>> Begin Data provided

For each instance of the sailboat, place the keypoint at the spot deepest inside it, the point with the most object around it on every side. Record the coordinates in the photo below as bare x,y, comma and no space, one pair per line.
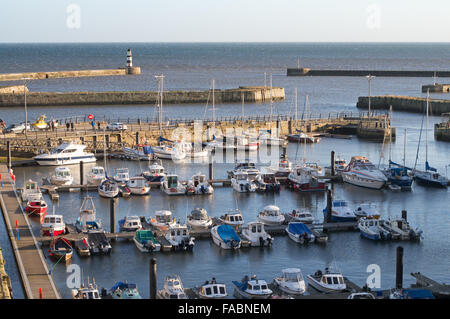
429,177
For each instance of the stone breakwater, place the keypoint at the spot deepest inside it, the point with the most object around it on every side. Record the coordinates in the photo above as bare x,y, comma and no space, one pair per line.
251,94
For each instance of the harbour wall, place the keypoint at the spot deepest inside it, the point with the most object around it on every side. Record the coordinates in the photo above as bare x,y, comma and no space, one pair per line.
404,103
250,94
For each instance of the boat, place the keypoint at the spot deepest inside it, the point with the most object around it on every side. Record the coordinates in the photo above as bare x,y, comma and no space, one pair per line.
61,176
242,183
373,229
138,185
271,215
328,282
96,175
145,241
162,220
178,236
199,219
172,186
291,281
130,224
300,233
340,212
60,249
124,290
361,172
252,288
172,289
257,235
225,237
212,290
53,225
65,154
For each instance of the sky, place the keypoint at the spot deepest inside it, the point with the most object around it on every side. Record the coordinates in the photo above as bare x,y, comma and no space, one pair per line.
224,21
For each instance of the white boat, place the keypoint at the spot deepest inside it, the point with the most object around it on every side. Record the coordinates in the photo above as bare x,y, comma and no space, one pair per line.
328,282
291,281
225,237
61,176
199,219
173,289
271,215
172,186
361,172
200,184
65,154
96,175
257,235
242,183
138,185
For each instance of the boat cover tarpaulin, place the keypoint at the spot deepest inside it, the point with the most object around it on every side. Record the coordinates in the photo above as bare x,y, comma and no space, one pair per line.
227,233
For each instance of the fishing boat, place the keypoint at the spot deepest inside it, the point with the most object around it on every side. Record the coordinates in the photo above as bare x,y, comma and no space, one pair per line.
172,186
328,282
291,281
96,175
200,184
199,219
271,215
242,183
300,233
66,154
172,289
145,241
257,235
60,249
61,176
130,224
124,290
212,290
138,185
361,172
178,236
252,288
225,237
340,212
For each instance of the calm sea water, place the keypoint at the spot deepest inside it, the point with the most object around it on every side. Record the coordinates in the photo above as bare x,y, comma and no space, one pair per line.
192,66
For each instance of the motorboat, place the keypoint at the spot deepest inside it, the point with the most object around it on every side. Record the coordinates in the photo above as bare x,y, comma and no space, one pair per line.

>> End Data provided
>> Begin Data provided

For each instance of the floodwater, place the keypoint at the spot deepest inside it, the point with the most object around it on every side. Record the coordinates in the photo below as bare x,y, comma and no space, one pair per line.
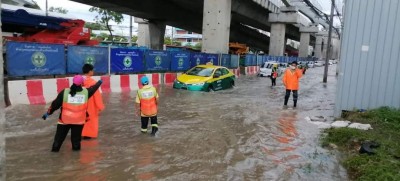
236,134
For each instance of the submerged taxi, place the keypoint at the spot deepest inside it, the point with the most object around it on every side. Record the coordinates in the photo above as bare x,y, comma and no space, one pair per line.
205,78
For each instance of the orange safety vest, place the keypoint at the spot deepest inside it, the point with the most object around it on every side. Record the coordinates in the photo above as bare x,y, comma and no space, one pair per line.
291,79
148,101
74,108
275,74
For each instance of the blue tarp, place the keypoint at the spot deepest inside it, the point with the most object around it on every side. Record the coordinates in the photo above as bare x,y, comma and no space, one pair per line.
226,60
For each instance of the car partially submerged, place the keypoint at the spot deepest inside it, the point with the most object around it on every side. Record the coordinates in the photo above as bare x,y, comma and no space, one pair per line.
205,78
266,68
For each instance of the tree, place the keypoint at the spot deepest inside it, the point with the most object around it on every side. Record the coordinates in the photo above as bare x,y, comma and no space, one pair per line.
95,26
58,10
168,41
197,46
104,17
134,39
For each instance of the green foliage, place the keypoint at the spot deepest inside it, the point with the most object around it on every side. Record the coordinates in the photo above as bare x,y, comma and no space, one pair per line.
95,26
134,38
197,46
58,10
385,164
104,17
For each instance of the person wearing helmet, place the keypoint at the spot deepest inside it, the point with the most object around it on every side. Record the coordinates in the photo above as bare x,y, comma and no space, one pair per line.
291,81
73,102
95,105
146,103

>> End Data provided
>> Begin Data provided

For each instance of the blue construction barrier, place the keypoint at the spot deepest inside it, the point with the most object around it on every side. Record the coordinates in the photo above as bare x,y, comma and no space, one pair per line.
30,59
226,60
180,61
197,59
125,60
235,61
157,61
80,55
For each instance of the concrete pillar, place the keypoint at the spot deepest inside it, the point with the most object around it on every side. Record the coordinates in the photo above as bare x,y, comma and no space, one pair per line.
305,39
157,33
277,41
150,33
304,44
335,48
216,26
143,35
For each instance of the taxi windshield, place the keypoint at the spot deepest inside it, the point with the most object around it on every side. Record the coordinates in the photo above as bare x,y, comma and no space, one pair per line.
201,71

>> End Data provided

#### What the exercise asks:
Gather every line of the records above that contains the string "wearing", treating uppercase and lowercase as different.

#### Written solution:
For each instance of the person wearing helmet, place the keypoint at the spot deepest inside it, the point with the most object around it on every side. Record the coordinates in the photo above as bare x,y, comma and no space, one pair per line.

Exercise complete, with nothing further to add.